==== Entries supplied

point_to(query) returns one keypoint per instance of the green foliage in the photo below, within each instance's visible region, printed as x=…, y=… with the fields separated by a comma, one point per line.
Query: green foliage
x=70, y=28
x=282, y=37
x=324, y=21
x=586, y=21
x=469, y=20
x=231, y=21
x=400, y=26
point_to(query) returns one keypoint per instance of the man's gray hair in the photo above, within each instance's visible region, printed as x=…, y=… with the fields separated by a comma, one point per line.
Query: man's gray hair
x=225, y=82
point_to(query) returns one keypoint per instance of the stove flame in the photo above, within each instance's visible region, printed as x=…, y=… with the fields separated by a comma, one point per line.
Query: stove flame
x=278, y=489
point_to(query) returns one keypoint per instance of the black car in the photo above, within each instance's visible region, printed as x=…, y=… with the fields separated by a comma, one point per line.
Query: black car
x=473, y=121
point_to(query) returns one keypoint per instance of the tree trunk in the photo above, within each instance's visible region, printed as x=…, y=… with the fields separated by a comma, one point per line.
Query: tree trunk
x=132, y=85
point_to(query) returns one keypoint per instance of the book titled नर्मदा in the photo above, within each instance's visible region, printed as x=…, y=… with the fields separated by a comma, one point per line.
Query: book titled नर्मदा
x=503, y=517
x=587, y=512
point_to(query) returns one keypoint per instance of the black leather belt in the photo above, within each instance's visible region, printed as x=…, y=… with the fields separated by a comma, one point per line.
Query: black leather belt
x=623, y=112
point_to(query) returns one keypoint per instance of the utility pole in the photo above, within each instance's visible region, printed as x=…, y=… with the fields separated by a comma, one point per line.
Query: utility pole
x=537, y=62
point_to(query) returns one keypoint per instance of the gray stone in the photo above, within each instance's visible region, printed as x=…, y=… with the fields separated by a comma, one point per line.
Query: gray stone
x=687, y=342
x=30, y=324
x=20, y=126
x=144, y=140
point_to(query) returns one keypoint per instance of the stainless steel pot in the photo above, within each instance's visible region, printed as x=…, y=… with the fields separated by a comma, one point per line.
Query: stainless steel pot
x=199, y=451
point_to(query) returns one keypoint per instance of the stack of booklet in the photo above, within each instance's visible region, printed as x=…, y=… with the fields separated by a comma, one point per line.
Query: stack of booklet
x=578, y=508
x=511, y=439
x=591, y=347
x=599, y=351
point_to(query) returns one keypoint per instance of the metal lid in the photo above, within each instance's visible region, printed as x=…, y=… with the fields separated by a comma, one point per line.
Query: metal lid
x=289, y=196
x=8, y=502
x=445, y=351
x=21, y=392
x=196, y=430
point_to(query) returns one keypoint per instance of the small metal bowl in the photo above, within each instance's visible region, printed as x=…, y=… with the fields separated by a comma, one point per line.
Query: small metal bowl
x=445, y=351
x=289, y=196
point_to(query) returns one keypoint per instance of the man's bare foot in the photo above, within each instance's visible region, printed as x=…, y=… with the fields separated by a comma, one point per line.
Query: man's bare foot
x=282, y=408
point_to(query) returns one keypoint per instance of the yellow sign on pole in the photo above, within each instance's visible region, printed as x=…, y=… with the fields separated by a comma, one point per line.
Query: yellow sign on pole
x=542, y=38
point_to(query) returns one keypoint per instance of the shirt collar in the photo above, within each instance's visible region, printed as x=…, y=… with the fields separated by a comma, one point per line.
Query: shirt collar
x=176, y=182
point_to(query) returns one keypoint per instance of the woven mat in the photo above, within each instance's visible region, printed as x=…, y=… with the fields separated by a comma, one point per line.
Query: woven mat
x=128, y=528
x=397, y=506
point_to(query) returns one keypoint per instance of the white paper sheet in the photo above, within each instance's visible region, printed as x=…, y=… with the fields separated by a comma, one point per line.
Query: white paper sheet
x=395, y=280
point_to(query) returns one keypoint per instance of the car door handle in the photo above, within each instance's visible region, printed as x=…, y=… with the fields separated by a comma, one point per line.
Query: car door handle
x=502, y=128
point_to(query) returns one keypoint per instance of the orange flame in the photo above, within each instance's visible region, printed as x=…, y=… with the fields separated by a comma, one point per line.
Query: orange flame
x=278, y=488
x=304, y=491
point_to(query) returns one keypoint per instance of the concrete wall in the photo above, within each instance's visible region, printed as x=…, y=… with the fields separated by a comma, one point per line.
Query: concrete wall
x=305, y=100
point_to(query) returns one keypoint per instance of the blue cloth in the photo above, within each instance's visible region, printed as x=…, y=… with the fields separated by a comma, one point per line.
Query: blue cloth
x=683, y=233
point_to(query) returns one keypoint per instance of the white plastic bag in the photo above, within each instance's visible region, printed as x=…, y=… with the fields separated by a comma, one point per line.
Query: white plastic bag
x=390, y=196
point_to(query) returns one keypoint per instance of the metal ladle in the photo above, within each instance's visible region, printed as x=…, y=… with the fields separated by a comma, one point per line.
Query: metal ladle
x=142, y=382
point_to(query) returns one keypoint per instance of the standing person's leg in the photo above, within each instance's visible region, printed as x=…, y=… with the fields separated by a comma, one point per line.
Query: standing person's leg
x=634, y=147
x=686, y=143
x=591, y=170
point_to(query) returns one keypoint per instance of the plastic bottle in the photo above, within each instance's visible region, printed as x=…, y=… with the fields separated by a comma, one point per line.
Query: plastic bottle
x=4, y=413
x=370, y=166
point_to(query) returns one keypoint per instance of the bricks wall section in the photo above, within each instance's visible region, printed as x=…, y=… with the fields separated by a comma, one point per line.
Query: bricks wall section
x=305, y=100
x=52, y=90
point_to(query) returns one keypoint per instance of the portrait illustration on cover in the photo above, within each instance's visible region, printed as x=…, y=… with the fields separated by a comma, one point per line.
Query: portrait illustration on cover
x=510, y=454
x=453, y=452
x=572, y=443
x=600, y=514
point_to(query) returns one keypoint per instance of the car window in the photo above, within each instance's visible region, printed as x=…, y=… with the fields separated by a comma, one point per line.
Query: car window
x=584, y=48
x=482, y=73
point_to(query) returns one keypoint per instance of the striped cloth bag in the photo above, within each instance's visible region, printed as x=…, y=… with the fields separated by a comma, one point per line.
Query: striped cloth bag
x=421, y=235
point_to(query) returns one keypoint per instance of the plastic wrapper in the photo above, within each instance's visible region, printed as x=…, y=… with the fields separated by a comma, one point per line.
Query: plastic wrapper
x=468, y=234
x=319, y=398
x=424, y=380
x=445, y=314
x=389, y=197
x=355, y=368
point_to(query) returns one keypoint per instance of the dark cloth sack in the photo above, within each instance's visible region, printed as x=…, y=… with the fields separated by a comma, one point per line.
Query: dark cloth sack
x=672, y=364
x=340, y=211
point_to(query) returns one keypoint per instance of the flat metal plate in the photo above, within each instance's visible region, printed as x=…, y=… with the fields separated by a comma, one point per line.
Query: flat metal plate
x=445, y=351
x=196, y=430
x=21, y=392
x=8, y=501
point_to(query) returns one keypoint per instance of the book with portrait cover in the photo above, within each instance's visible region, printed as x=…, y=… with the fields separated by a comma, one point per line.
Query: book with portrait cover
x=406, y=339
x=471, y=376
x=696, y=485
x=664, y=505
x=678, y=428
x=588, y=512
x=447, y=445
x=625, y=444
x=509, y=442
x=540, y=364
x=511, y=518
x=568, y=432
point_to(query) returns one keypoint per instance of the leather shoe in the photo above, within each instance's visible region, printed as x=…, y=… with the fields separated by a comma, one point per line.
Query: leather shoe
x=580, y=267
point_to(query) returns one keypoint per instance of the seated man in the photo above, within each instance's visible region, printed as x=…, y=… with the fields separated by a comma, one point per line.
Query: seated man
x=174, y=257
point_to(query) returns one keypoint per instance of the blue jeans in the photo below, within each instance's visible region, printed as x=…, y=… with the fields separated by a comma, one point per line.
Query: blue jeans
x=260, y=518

========
==== Entries supplied

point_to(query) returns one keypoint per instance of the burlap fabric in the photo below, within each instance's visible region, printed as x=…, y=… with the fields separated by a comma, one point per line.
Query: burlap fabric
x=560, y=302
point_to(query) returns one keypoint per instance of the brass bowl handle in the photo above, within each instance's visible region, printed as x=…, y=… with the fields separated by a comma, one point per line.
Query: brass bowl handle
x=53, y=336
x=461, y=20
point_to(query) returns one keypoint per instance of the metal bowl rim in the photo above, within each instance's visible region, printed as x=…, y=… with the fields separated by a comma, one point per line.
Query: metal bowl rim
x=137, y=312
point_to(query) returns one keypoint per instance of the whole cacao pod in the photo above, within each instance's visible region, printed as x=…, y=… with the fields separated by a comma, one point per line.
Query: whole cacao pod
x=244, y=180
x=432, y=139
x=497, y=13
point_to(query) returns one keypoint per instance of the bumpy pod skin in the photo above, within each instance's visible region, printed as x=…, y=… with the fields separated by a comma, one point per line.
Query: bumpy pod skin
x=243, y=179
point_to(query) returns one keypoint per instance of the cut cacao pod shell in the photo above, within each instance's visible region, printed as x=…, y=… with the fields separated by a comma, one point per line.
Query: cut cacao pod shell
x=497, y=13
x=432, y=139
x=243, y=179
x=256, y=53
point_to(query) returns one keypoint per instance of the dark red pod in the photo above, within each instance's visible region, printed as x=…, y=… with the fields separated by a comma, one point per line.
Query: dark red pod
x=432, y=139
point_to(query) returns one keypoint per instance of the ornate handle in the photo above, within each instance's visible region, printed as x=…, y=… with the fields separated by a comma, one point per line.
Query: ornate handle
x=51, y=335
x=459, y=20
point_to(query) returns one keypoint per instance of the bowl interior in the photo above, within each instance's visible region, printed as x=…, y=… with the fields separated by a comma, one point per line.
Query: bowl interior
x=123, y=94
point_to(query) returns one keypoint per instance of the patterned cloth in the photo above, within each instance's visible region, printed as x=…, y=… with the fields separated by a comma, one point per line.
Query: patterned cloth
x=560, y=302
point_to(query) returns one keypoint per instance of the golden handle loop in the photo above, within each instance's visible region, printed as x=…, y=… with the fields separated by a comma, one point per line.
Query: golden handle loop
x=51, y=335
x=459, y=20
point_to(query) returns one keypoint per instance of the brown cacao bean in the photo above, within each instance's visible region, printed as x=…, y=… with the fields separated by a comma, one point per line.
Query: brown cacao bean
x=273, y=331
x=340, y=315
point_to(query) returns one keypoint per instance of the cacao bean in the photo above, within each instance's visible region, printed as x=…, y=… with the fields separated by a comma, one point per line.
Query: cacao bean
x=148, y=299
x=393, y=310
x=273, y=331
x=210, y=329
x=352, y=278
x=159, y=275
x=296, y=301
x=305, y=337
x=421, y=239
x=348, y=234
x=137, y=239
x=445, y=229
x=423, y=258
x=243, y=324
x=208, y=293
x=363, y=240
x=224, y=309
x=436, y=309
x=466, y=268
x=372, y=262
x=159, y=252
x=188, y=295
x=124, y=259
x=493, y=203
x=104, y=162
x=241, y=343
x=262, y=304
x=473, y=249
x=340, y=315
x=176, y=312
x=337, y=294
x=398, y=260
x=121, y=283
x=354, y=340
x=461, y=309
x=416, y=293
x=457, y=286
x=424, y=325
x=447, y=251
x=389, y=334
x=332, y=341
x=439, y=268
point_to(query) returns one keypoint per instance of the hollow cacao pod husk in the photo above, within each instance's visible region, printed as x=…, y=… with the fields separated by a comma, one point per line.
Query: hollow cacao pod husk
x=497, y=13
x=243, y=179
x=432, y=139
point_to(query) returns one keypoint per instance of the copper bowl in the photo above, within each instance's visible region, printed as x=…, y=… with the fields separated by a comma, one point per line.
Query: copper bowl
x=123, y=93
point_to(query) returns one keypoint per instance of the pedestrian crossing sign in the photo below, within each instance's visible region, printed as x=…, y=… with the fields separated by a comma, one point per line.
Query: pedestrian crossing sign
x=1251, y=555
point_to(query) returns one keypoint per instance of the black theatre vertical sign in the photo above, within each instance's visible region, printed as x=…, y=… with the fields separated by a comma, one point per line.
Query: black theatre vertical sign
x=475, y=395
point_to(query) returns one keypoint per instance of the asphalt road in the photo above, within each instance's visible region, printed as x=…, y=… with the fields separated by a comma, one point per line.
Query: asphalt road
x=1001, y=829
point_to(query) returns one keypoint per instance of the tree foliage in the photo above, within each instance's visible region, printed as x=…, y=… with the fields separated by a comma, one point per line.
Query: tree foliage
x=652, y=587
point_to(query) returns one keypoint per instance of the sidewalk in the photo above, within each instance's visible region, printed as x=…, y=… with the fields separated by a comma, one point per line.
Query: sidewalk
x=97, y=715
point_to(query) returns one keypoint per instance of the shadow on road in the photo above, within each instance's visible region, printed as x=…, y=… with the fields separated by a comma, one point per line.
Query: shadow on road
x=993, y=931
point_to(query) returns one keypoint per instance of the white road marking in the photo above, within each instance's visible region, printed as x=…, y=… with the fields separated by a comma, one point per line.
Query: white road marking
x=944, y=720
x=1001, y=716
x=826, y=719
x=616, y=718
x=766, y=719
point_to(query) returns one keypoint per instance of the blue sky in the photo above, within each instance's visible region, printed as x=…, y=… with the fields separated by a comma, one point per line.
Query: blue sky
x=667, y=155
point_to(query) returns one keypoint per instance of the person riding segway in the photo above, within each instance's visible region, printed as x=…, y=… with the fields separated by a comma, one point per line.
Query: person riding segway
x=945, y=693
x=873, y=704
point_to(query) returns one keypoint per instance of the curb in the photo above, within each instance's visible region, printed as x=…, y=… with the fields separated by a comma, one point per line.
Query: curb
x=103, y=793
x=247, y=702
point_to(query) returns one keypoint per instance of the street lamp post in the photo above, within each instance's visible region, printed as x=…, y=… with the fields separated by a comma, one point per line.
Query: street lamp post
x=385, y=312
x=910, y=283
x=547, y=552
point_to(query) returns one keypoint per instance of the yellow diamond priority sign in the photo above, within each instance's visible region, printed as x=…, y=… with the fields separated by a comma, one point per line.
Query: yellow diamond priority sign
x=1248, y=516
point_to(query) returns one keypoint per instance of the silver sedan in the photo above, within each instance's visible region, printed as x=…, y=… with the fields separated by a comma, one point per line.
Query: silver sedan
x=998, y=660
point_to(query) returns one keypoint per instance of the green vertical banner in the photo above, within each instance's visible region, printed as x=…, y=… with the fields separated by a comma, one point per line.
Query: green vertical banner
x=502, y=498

========

Description of the task
Reproducing the whole listing above is not the task. Copy exactly only the lines from the one with "Query: brown cacao bean" to the one with "point_to(query) returns one keypoint per instance of the cacao", both kept.

Task answer
Query: brown cacao bean
x=273, y=331
x=340, y=315
point_to(query) returns one keypoint per instance of the cacao bean in the photo above, within each instance's visible region, printed as x=…, y=… with the fields separated by a comma, one point per line.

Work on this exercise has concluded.